Please output the entries below without altering a single character.

**MATERIALS PROVIDED:**
□ □ □ □ □
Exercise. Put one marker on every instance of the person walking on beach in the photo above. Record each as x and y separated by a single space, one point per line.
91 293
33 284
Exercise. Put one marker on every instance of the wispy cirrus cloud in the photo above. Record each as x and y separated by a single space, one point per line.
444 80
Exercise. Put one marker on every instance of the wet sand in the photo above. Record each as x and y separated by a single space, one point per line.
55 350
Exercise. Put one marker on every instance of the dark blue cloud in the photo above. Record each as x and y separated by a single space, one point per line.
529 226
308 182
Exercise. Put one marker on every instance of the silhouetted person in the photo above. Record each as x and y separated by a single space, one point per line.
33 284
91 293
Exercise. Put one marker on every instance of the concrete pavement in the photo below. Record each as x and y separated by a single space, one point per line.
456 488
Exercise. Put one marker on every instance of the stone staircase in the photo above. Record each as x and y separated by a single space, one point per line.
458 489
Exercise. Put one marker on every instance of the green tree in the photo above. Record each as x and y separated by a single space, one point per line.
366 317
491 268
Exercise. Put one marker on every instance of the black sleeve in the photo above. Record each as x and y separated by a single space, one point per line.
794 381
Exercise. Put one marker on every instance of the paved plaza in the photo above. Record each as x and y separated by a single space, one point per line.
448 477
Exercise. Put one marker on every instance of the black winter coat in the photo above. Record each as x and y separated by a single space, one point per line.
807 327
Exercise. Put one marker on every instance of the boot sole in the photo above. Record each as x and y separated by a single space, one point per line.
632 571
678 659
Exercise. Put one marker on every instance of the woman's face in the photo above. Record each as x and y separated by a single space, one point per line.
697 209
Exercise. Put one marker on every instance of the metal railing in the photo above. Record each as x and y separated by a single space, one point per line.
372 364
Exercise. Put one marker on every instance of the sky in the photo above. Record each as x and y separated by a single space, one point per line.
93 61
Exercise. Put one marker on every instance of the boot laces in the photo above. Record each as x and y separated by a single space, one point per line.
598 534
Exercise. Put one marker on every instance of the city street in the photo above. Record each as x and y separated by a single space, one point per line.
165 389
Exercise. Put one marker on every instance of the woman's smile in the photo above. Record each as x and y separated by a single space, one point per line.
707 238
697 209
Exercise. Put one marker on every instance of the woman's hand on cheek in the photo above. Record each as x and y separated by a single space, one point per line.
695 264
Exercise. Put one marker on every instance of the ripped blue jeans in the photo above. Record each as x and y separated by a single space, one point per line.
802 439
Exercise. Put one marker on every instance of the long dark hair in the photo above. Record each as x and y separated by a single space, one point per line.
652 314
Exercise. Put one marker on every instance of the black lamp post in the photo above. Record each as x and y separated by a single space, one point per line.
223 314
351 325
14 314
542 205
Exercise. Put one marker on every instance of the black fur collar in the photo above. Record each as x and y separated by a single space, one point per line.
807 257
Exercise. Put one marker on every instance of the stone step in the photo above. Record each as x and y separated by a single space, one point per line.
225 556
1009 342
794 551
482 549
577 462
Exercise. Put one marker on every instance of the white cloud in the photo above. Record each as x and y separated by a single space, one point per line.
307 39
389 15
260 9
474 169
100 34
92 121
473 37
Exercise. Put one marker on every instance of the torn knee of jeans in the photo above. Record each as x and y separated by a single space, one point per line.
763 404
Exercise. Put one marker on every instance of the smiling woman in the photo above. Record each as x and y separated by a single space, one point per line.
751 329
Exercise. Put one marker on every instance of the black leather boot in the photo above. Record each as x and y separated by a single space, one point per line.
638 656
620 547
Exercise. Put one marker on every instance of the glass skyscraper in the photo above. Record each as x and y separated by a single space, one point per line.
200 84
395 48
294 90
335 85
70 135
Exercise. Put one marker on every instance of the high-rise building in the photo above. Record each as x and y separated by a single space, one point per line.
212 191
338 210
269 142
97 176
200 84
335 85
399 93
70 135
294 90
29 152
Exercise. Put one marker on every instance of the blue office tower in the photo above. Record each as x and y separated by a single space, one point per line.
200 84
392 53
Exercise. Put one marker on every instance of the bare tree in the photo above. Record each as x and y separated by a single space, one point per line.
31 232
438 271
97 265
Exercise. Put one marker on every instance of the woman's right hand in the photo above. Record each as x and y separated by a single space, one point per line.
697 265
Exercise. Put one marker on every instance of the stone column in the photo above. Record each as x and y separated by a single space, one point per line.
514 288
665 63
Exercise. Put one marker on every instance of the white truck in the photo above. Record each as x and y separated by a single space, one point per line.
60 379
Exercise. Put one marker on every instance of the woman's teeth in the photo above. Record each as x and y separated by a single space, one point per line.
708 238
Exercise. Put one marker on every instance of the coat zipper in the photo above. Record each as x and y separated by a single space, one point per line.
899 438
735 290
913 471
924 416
□ □ □ □ □
**RESPONSE AREA:**
Exercise. Put one marker on every instance of the person walking on beach in the photo above. Record each as x and y separated by a single space, one point per line.
91 293
33 284
Exercise. Put one marker on every instance of the wispy cirrus cloud in the photo above. Record each as x and y separated by a single space, one point per line.
444 80
Exercise. Put one marker on every instance of the wet sand in the photo above. Record each as x and y separated by a single space, one point per line.
55 350
Exercise. Put one marker on every instance of the dark blue cloud in the photo above. Record each as x and y separated by a single space, one point per line.
529 226
308 182
Exercise. Put one marker on every instance of the silhouetted person in the photo above. Record each as x and y separated by a single space, one point per line.
33 284
91 293
Exercise. Put one marker on every instance of the concrete pavement in the photo below. Record each as x and y separated by a single space, one point per line.
456 488
Exercise. Put one marker on every instance of the stone staircase in the photo above. Record each as x and y separated by a single space, one point per line.
458 489
Exercise. Put one marker on every instance of the green tree in the photo above. Record each as x and y separated by a single space, one point per line.
366 317
491 268
Exercise. Put one marker on every instance of the black sleeve in the photo above. Record each as x and y separated by a single space, one point per line.
794 381
Exercise. Put one marker on every instance of the paved plaza in the photo above. Record each as x and y separated by a single space, one point per line.
448 477
Exercise. Put one marker on every instance of the black winter coat in the photo above. Record each as x and y separated by a single space, one point per line.
807 327
Exercise. Put one marker on every instance of the boot sole in the photo above. Record each as x and y separated by a single space, one point per line.
632 571
678 659
Exercise. Put one marker on every instance of the woman's face in the photo above. Record each as x and y separated by a single space, one point per line.
697 209
Exercise. Put one marker on every instance of the metal railing in the photo above. Record each as x and y separated by a single space, one point per line.
372 364
Exercise. Put one marker on every instance of the sky in the photo above. Record each as x and y separated by a single space, one point per line.
93 61
Exercise. Put one marker on every instance of the boot laces in the photo above. Record each as x and y separated by a single space, one point per line.
598 534
Exercise. Put one marker on every instance of the city street in the photo above. Record each as x and y separated by a single space, one point per line.
165 389
Exercise. Put one marker on every instance of the woman's smile in the photo above. Record each as x and y separated by a single space, one point per line.
707 238
697 209
Exercise. Put one marker on every instance of the woman's hand on cheek in the photo above. Record each as x and y separated by a single space, one point per line.
695 264
Exercise. Put one marker on every instance of the ripped blue jeans in the photo above. Record each as x and y separated by a single space, one point per line.
802 439
Exercise. Put one marker on every instance of the long dark hair in the photo above. Record each as x and y separated by a single space, one point per line.
652 314
Exercise. Put one marker on every instance of the black lamp post in the photo above. Record each as x and y separated by a single space, one point per line.
223 314
351 325
14 314
542 205
Exercise. Put one marker on every instance of the black fur collar in the photo above. Record each as x and y separated by a single space, one point per line.
807 257
Exercise. Put one marker on every instance of the stone step in the photo above. Record each as x and y separated by a single space, one point per line.
225 556
1009 342
794 551
482 549
577 462
Exercise. Put one marker on every instance of the white cloud in the photo above. Record each as x and y separated by a single space, one point per line.
307 39
389 15
260 9
474 169
100 34
92 121
473 37
Exercise. Put one marker on every instance of the torn knee of jeans in the photo above. Record each as x and y separated by a single space, one point per line.
763 404
Exercise. Put one marker on every instance of the smiling woman in the photo above. Record each as x and y separated by a single space, one point per line.
751 329
Exercise. Put one marker on every instance of the black leather boot in the photo above. Record each as x and y separated by a single space, one point per line.
638 656
620 547
Exercise. Put one marker on every instance of the glass skyscraper in the photo above. Record each as x and y separated by a single space, one point per line.
200 84
395 48
294 90
335 85
70 135
Exercise. Put one marker on every instance of the high-rise building in the photo above. Record each as x and y separated by a single space, one point per line.
212 191
338 210
269 142
97 176
200 84
335 85
399 93
70 135
294 90
29 152
Exercise. Put one marker on every instance of the blue office tower in the photo above. Record each as x and y separated by a single space, one point per line.
200 84
392 53
Exercise. Put one marker on every instance of the bare tree in the photo above. Record each as x and y separated by a single space, one point per line.
31 232
438 271
97 265
Exercise. Put one marker on every instance of the woman's right hand in the photo above. Record each as x and y separated by a single space, one point per line.
697 265
Exercise. Put one marker on every instance of the stone column in the photo above. Record each as x and y separated by a single space, one point per line.
514 288
665 63
Exercise. Put one marker on every instance of the white truck in the photo above. Record each as x and y separated by a single space, one point per line.
60 379
Exercise. Put one marker on every instance of the woman's teeth in the photo above. Record each as x and y separated by a single space, one point per line.
708 238
Exercise. Put one marker on every instance of the coat zipper in the photo above. Record each as x and y separated by a single space, one point per line.
899 438
735 290
913 471
924 416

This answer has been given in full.